Rewrite every line of the items below as a numbered list, skipping any blank lines. Leave the pictures out of your answer.

------------------------

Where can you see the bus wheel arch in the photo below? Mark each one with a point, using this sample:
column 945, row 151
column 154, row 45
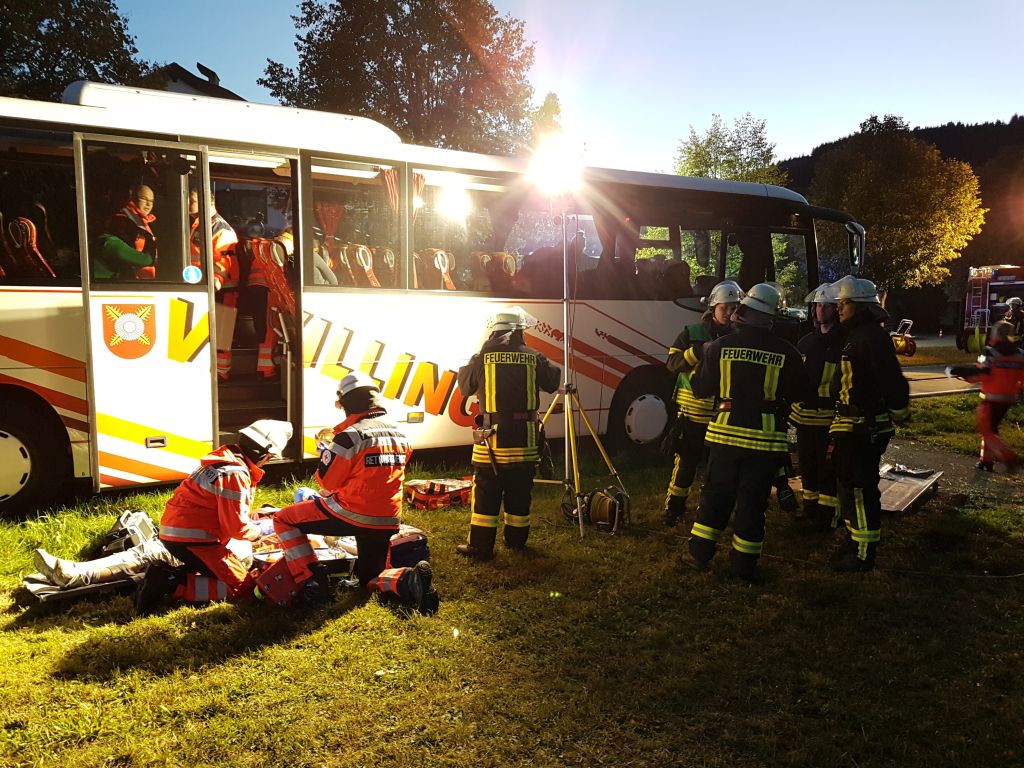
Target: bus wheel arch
column 641, row 409
column 35, row 453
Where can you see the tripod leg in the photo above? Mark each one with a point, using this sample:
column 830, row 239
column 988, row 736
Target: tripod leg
column 600, row 445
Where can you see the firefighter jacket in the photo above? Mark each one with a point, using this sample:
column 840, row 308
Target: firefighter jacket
column 684, row 354
column 213, row 503
column 507, row 376
column 363, row 471
column 820, row 352
column 868, row 387
column 225, row 264
column 999, row 372
column 754, row 377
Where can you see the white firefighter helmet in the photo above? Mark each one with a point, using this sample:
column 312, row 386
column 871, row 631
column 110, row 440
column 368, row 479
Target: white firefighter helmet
column 857, row 290
column 513, row 318
column 356, row 380
column 726, row 292
column 764, row 298
column 822, row 295
column 269, row 434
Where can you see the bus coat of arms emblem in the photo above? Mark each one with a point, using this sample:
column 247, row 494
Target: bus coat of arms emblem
column 129, row 330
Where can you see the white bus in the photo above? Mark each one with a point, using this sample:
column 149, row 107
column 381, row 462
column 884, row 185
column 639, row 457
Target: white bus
column 400, row 253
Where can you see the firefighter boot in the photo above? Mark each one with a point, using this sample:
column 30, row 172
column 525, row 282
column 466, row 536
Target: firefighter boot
column 675, row 510
column 161, row 581
column 481, row 544
column 852, row 562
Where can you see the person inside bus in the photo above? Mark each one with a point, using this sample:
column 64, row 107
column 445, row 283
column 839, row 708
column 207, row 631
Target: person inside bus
column 207, row 510
column 128, row 248
column 225, row 266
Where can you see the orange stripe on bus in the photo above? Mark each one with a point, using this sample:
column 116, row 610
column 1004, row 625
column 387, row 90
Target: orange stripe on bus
column 52, row 396
column 35, row 356
column 589, row 370
column 151, row 471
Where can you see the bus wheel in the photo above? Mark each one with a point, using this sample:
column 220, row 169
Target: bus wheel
column 33, row 464
column 640, row 410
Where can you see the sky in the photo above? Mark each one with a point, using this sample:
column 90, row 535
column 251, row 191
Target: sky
column 634, row 76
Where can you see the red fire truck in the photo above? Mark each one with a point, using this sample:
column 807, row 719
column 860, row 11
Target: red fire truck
column 988, row 289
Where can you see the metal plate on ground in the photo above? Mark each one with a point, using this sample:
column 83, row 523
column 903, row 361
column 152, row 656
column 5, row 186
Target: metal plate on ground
column 902, row 487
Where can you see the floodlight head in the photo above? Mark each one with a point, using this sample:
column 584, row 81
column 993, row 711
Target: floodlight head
column 555, row 168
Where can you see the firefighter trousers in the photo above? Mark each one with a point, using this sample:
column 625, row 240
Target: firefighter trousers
column 856, row 456
column 817, row 473
column 737, row 480
column 511, row 484
column 214, row 572
column 293, row 522
column 690, row 451
column 993, row 448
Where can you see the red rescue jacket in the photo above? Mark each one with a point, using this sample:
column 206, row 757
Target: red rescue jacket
column 213, row 503
column 364, row 470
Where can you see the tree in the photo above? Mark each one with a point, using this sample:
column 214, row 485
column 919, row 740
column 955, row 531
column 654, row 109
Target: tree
column 920, row 210
column 445, row 73
column 46, row 46
column 741, row 154
column 547, row 118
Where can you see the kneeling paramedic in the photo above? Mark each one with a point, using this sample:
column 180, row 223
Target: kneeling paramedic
column 755, row 376
column 506, row 376
column 687, row 434
column 870, row 394
column 208, row 509
column 361, row 475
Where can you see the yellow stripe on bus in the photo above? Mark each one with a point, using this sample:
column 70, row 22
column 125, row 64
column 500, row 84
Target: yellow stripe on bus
column 126, row 430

------------------------

__SOLUTION TO THE PROBLEM__.
1. Where can you see the bus wheel arch in the photo below? Mark each one with a point, using this sample:
2. column 945, row 151
3. column 154, row 45
4. Target: bus wheel arch
5. column 641, row 409
6. column 35, row 453
7. Where can you see the tripod leg in the photo above? Mark each one with a point, using this sample:
8. column 830, row 239
9. column 988, row 736
10. Target: tripod leg
11. column 600, row 445
12. Where can you see the firefighter jacket in the photo above? Mark each one with a point, using this sample:
13. column 840, row 308
14. Target: firefighter jacket
15. column 684, row 354
16. column 213, row 503
17. column 507, row 376
18. column 363, row 471
19. column 820, row 352
20. column 868, row 387
21. column 225, row 264
22. column 999, row 372
23. column 754, row 377
24. Where can you see the white firefighter helmet in the photo above? Mark each one with a point, using this sample:
25. column 312, row 386
26. column 871, row 631
27. column 110, row 440
28. column 368, row 479
29. Target: white firefighter helmet
30. column 857, row 290
31. column 513, row 318
32. column 356, row 380
33. column 726, row 292
34. column 764, row 298
35. column 822, row 295
36. column 269, row 434
37. Where can you see the bus coat of arms emblem in the photo above? Mark each one with a point, using this sample:
38. column 247, row 494
39. Target: bus coat of arms emblem
40. column 129, row 330
41. Where can you see the white bus in the photo above? Mark each one with a point, using this sample:
42. column 149, row 107
43. column 381, row 462
44. column 884, row 185
45. column 639, row 457
46. Target: white bus
47. column 400, row 253
48. Where can you see the firefighter boot in the photo above? Mark each one with a point, using this sample:
49. column 30, row 172
50. column 525, row 282
51. column 466, row 536
52. Target: firefighter boot
53. column 675, row 510
54. column 161, row 581
55. column 481, row 544
56. column 852, row 562
57. Where can you see the person inside bus in the photo above? Mark each one with a point, using this sample:
58. column 64, row 107
59. column 445, row 283
60. column 839, row 708
61. column 207, row 631
62. Target: person inside bus
63. column 207, row 510
64. column 128, row 248
65. column 225, row 266
66. Where can you see the orange stripe on bus in the photo above? Mark each one with a point, using this sample:
67. column 116, row 610
68. column 1004, row 625
69. column 387, row 90
70. Target: orange stripe on bus
71. column 52, row 396
72. column 35, row 356
73. column 589, row 370
74. column 151, row 471
75. Where can you see the bus wheel in the photo above? Mark each one with a point, using this sample:
76. column 220, row 169
77. Target: bus wheel
78. column 33, row 464
79. column 640, row 410
80. Where can you see the sky in the photo above? Mark each one with a point, using this sample:
81. column 90, row 535
82. column 251, row 191
83. Target: sky
84. column 634, row 76
85. Where can you see the red fire truck in the photo above? Mark each one with a point, using this sample:
86. column 807, row 719
87. column 860, row 11
88. Target: red fire truck
89. column 988, row 289
90. Where can you see the metal plate on ground in the photo above? Mark each one with a point, using this sample:
91. column 83, row 523
92. column 903, row 361
93. column 152, row 656
94. column 5, row 186
95. Target: metal plate on ground
96. column 902, row 487
97. Where can you see the floodlight head in the photo above? Mark each one with a point, using this sample:
98. column 584, row 81
99. column 993, row 711
100. Target: floodlight head
101. column 555, row 168
102. Where can you see the firefighter trousers in the photo above? Mark each one with a point, using this sample:
103. column 625, row 240
104. Target: firefighter trousers
105. column 856, row 456
106. column 817, row 473
107. column 737, row 480
108. column 511, row 484
109. column 214, row 572
110. column 293, row 522
111. column 690, row 451
112. column 993, row 448
113. Where can you see the red rescue jacket in the photo above? Mark each one with a point, using this sample:
114. column 206, row 757
115. Target: red rescue jacket
116. column 213, row 503
117. column 364, row 470
118. Where can you see the tree in the photo above? Mark each one with a point, using this sample:
119. column 214, row 485
120. column 919, row 740
121. column 955, row 531
122. column 654, row 109
123. Target: tree
124. column 920, row 210
125. column 445, row 73
126. column 46, row 46
127. column 741, row 154
128. column 547, row 118
129. Where can you see the kneeling paramedic in the photo above? Mark each one with a point, using this sample:
130. column 180, row 223
131. Target: kneeling paramedic
132. column 755, row 376
133. column 506, row 376
134. column 687, row 434
135. column 870, row 394
136. column 208, row 509
137. column 361, row 475
138. Where can you see the yellow stripe on bus in the photo above? Mark each one with a point, using this sample:
139. column 70, row 22
140. column 125, row 64
141. column 500, row 84
142. Target: yellow stripe on bus
143. column 126, row 430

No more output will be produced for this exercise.